§ **Extract provided**:
In his 1994 memoir Asimov attributed the divorce in part to the fact that his wife smoked and he detested smoking. "If I had felt then [when he married Gertrude] as I feel now, or as I felt a few years after I married her, nothing would possibly have persuaded me to marry a woman who smoked. . . . When I discovered that living with Gertrude meant [a house or apartment that was always filled with smoke and with the reek of dead ash tray contents] and that there was no escape, our relationship withered." But he also mentioned Gertrude's rheumatoid arthritis whose pain made her less than reasonable, and his own increasing absorption in his writing that swelled their bank account but, because of Asimov's interest only in "clean paper and a working typewriter," left his wife feeling she got no good out of it.
At first, Asimov was going to take an apartment in nearby Wellesley while the divorce went forward. Then he learned that his wife would allow only a separation. Divorce in Massachusetts without his wife's cooperation was virtually impossible for a man with Asimov's stern ethical imperatives, so he moved to New York where he could institute no-fault proceedings.
His future second wife, Dr. Janet Jeppson, whom he had met earlier on a few occasions, helped him to find an apartment and adjust to life as a single man after nearly thirty years of marriage. Once more he was back in the city where he had grown from a child of three to a young man of twenty-nine who was a successful but not well-paid science-
fiction author. Now he was fifty years old. His hundredth book had been celebrated in 1969 with
Opus 100
and numerous interviews, some on television. He was becoming known as the most prolific man of letters of his time, and his reputation as a child prodigy had been supplanted by the image, however exaggerated, of an authority on almost everything.
Asimov was much in demand as a public speaker, commanding substantial fees. He could find a publisher for almost anything he wished to write and for some books he did not. He was wealthy; in spite of the impending divorce settlement he would never have to worry about money again, even if he never wrote another word. But that, of course, was unthinkable. Writing was his life, even if it was no longer his livelihood. He accepted small advances so publishers would let him write what he wanted to write.
A couple of questions, however, disturbed him. He was not sure he could write in new surroundings: radical changes always brought this terrible possibility into his mind. Each time, however, the fears had been unnecessary, and this time was no different. One question remained to be answered: would he ever write serious science fiction again? In spite of his statement at the end of his collection,
The Bicentennial Man,
that he had never stopped writing science fiction, the intensity with which he had written his early stories, the amount of himself that he had poured into those hopeful works, had been missing for a number of years.
If anything, Asimov's social life improved in New York. He soon was seeing his editors more regularly than ever and, in addition, his old science-fiction friends, Lester del Rey, Judy-Lynn Benjamin (who became Mrs. del Rey), Robert Silverberg, and others, including John Campbell, until his untimely death, on July 11, 1971 of a ruptured aorta, at the age of 61. And Asimov attended various local science-fiction conventions. At one of them on January 23, 1971, Robert Silverberg and Lester del Rey participated in a dialogue about ''the ins and outs of science fiction." At one point Silverberg illustrated the greater importance of the human aspects of a science-fiction story over the scientific detail by asking why anyone should be overly concerned with some trivial matter concerning, say, plutonium-186.

§ **Assigned task A**: Which old science-fiction friends does the passage on Asimov's divorce and move to New York name as people he saw again in the city?
§ **Assigned task B**: Carry on the passage on Asimov's divorce and move to New York, starting after its last sentence.

§ **Dataset extract**:
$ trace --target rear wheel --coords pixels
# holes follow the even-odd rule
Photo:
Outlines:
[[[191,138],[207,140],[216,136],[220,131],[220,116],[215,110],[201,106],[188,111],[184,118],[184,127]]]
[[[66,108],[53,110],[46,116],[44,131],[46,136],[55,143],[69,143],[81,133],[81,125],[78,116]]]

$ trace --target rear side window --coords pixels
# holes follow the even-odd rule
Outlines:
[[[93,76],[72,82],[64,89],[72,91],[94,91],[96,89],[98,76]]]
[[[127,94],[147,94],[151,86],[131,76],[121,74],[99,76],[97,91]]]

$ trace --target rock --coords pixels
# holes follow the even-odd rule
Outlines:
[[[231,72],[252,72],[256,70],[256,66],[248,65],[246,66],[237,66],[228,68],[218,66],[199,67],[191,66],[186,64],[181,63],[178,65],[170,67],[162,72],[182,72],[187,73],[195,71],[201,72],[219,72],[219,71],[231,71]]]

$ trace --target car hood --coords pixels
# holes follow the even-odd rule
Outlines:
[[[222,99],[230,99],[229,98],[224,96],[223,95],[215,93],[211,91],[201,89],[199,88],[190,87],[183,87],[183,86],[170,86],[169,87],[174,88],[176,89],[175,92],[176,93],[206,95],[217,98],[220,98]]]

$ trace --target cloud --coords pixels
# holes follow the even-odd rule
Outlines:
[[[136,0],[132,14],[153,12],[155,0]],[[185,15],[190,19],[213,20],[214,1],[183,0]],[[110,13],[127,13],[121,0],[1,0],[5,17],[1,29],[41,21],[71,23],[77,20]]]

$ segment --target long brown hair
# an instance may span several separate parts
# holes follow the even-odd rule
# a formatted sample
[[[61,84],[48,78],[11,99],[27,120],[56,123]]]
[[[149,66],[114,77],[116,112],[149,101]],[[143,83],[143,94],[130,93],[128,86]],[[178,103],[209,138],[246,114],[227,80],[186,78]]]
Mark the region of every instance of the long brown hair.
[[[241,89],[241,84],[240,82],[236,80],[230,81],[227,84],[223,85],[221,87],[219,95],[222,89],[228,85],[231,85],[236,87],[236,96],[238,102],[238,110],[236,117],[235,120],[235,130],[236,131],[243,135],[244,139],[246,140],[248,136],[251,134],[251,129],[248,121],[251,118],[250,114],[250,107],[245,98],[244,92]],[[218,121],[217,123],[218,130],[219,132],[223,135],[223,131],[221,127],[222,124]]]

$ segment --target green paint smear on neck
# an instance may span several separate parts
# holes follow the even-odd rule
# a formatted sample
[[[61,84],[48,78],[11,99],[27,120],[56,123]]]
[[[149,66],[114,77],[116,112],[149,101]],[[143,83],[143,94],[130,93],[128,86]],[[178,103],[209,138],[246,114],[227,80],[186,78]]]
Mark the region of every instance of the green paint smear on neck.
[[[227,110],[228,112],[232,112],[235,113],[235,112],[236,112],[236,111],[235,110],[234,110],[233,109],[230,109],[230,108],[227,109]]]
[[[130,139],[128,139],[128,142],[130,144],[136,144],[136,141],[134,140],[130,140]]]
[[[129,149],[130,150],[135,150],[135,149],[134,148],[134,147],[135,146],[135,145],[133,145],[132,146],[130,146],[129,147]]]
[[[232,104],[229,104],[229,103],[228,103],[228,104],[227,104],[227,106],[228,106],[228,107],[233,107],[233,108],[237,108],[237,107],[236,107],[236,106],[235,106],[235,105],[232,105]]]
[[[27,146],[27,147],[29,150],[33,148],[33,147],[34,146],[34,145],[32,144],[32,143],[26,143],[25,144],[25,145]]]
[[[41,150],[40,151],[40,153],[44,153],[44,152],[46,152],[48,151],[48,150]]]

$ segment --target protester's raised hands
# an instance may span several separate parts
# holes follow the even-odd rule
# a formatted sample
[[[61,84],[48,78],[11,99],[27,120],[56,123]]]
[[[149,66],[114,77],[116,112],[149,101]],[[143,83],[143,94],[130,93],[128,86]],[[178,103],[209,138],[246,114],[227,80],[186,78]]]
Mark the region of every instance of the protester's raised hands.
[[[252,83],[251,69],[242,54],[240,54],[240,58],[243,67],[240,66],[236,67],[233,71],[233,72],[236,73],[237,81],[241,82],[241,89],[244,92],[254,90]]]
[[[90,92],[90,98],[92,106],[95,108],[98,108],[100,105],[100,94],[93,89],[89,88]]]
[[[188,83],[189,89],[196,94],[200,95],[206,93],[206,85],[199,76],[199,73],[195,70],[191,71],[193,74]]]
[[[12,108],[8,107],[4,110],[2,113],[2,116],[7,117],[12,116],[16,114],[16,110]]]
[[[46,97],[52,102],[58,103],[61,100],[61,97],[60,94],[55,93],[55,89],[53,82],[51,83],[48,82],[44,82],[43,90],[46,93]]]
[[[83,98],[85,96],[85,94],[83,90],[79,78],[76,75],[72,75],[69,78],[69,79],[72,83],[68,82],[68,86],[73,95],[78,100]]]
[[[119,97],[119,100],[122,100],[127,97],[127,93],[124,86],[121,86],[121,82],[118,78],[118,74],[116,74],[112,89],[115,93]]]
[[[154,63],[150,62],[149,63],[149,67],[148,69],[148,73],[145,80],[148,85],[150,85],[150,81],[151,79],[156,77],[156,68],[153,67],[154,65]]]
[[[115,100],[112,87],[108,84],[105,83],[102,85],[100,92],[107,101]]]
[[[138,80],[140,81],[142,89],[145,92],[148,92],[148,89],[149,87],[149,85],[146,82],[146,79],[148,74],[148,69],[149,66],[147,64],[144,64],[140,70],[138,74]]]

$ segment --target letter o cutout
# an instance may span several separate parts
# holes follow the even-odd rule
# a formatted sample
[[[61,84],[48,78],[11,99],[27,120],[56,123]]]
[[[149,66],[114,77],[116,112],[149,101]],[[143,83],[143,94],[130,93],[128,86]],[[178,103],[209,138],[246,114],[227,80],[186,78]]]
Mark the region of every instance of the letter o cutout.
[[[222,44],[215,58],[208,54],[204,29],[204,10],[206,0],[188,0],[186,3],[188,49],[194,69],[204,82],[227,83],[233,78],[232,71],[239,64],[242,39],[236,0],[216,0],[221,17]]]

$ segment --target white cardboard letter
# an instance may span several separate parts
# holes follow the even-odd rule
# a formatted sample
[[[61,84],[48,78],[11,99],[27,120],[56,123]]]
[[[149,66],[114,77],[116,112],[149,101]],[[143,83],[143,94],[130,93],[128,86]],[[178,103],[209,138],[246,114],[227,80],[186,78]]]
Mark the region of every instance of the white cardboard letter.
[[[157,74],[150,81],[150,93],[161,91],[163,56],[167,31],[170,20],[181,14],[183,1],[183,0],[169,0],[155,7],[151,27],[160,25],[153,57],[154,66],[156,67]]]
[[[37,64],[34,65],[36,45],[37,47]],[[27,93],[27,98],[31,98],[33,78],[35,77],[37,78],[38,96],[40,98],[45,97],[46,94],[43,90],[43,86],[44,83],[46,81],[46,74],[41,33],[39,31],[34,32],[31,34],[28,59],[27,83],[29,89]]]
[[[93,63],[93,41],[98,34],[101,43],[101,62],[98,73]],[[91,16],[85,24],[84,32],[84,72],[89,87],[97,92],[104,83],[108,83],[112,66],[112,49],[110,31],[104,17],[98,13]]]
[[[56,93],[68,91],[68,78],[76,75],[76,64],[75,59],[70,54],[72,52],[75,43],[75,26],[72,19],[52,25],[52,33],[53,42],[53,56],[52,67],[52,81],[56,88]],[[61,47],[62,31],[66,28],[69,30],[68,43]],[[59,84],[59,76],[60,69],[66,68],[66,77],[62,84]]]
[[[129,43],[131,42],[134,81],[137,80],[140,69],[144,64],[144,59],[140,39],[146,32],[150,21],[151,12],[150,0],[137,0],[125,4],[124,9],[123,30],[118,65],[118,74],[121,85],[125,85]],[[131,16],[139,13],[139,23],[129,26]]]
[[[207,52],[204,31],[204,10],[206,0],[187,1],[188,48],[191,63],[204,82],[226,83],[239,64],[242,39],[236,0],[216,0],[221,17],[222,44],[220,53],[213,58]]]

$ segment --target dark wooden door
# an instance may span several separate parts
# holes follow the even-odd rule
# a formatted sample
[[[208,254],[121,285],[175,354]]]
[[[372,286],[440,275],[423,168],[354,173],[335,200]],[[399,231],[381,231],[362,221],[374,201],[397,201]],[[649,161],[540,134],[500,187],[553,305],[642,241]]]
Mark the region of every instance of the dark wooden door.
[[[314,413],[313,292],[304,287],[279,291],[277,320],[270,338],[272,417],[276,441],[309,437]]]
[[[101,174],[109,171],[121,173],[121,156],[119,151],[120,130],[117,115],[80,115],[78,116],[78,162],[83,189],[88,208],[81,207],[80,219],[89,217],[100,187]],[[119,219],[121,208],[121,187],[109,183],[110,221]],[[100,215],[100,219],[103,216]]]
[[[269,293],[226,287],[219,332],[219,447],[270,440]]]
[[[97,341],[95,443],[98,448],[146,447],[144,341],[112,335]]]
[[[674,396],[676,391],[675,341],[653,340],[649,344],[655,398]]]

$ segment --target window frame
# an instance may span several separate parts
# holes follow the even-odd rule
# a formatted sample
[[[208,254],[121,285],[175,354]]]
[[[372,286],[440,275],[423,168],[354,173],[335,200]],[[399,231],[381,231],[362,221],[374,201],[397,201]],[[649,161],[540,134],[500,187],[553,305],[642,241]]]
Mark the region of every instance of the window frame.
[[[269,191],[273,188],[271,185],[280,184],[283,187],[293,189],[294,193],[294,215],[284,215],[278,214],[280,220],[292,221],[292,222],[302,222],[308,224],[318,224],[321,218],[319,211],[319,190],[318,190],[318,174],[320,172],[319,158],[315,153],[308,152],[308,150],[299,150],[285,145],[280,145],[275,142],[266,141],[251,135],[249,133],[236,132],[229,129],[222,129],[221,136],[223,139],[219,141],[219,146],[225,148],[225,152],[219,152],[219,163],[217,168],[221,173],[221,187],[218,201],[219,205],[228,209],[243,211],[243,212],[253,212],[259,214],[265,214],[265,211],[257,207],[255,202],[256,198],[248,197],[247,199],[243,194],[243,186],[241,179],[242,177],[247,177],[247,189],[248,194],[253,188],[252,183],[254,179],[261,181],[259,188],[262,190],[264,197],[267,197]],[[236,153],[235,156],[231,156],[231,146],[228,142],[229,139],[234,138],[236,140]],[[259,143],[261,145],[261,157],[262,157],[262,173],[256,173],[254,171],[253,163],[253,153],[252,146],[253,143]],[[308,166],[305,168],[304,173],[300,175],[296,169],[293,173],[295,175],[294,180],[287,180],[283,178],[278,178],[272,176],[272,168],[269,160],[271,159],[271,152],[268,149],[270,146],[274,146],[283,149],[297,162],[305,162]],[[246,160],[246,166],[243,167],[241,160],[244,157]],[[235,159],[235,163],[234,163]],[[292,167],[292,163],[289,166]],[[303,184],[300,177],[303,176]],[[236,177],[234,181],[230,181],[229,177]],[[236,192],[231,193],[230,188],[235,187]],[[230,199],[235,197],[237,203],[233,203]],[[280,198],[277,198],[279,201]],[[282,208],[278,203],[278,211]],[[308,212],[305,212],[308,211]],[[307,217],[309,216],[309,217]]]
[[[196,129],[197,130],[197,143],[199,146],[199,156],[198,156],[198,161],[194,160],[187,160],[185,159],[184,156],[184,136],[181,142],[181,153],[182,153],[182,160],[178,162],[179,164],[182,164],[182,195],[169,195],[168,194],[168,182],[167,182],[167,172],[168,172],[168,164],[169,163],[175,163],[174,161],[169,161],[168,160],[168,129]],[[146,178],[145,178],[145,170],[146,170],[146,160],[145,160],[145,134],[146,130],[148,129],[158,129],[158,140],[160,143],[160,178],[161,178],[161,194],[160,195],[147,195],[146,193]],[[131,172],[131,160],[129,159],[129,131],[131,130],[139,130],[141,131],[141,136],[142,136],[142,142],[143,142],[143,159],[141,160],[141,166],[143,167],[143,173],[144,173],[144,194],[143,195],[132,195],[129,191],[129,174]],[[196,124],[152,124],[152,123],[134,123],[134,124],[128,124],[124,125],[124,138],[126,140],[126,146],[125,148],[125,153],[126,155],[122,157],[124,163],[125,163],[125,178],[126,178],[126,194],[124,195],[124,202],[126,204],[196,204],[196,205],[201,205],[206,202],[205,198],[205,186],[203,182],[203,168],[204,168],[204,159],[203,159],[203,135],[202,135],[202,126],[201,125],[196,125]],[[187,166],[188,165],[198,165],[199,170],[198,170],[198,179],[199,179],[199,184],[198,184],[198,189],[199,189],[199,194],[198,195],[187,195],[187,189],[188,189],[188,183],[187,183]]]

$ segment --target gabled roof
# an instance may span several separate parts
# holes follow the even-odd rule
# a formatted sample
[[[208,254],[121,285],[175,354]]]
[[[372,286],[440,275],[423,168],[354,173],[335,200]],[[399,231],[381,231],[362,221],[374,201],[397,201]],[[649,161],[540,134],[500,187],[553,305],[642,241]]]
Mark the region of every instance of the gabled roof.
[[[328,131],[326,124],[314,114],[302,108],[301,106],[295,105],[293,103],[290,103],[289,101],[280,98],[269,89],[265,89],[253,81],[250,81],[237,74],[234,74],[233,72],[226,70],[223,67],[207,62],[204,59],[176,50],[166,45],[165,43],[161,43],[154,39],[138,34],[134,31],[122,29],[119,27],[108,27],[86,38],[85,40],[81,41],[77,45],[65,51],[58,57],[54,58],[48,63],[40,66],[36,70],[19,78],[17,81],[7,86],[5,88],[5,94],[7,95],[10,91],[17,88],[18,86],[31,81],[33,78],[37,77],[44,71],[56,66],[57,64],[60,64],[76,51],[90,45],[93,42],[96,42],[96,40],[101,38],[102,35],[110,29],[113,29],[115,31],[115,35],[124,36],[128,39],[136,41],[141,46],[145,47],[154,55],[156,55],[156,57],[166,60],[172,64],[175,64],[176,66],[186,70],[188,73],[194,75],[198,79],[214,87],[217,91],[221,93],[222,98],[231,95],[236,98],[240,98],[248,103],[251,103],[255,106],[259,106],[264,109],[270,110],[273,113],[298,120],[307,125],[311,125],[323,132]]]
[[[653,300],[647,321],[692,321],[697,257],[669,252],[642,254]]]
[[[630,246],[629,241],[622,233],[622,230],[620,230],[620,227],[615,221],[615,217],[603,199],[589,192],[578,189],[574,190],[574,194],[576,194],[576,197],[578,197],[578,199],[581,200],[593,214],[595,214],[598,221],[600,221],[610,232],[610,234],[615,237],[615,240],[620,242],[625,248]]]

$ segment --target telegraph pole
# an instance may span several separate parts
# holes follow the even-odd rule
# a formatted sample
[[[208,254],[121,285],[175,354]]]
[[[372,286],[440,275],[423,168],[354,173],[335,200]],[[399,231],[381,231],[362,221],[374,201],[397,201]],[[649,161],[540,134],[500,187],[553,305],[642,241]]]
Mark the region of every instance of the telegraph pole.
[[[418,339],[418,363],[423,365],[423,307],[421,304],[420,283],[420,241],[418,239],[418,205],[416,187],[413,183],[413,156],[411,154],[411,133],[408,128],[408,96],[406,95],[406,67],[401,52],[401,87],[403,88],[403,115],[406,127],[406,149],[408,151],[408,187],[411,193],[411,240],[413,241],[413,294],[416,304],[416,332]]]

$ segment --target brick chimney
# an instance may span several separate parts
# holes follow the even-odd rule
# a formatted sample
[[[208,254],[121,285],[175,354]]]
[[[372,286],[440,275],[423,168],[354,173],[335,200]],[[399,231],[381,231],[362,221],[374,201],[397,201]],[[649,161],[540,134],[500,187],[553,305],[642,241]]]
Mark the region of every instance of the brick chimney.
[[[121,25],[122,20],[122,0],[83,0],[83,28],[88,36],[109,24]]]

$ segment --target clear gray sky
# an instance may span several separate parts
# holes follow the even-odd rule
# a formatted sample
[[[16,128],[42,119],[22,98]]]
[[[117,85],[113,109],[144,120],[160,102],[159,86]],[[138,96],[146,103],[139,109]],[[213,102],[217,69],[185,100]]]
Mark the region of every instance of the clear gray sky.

§ **Answer section A**: Lester del Rey, Judy-Lynn Benjamin, Robert Silverberg, John Campbell

§ **Answer section B**:
In the audience Asimov laughed because he knew there was no plutonium-186 and could not be. After the dialogue he told Silverberg this, and Silverberg shrugged it off. Asimov said, "But just to show you what a real science-fiction writer can do, I'll write a story about plutonium-186."
"Go ahead," Silverberg said. He was putting together the first issue of an anthology of original fiction to be entitled
New Dimensions.
"If you write one that meets my minimum standard of literacy, I'll publish it."
This kind of banter was exchanged among Asimov, del Rey, Silverberg, Ellison (see Asimov's two introductions to Ellison's
Dangerous Visions
), and a few others. In his autobiography Asimov described an exchange of insults with an editor and added, "You can't fool around that way if you don't like a guy." He also described how he was always getting "wiped out" by his friends. Occasionally, however, these exchanges got under the skin. When Asimov described the above conversation with Silverberg in his 1980 autobiography, he inserted the phrase "who knew that very well" between ''Silverberg" and "shrugged it off," but in an early introduction to the 1972 novel Asimov told the story differently. Silverberg did not remember it that way, however, and Asimov, no doubt feeling that the introduction might damage their friendship, had it removed from the later versions of
The Gods Themselves.
The incident, nevertheless, may have provided the inspiration for what would turn out to be Asimov's only original science-fiction novel in the twenty-five years between
The Naked Sun
in 1957 and
Foundation's Edge
in 1982.
The Gods Themselves
might never have been started if Asimov had conceived it as a novel from the beginning.
Asimov described his attitude toward science-fiction writing in the mid-1960s when Harlan Ellison asked him to write a story for
Dangerous Visions.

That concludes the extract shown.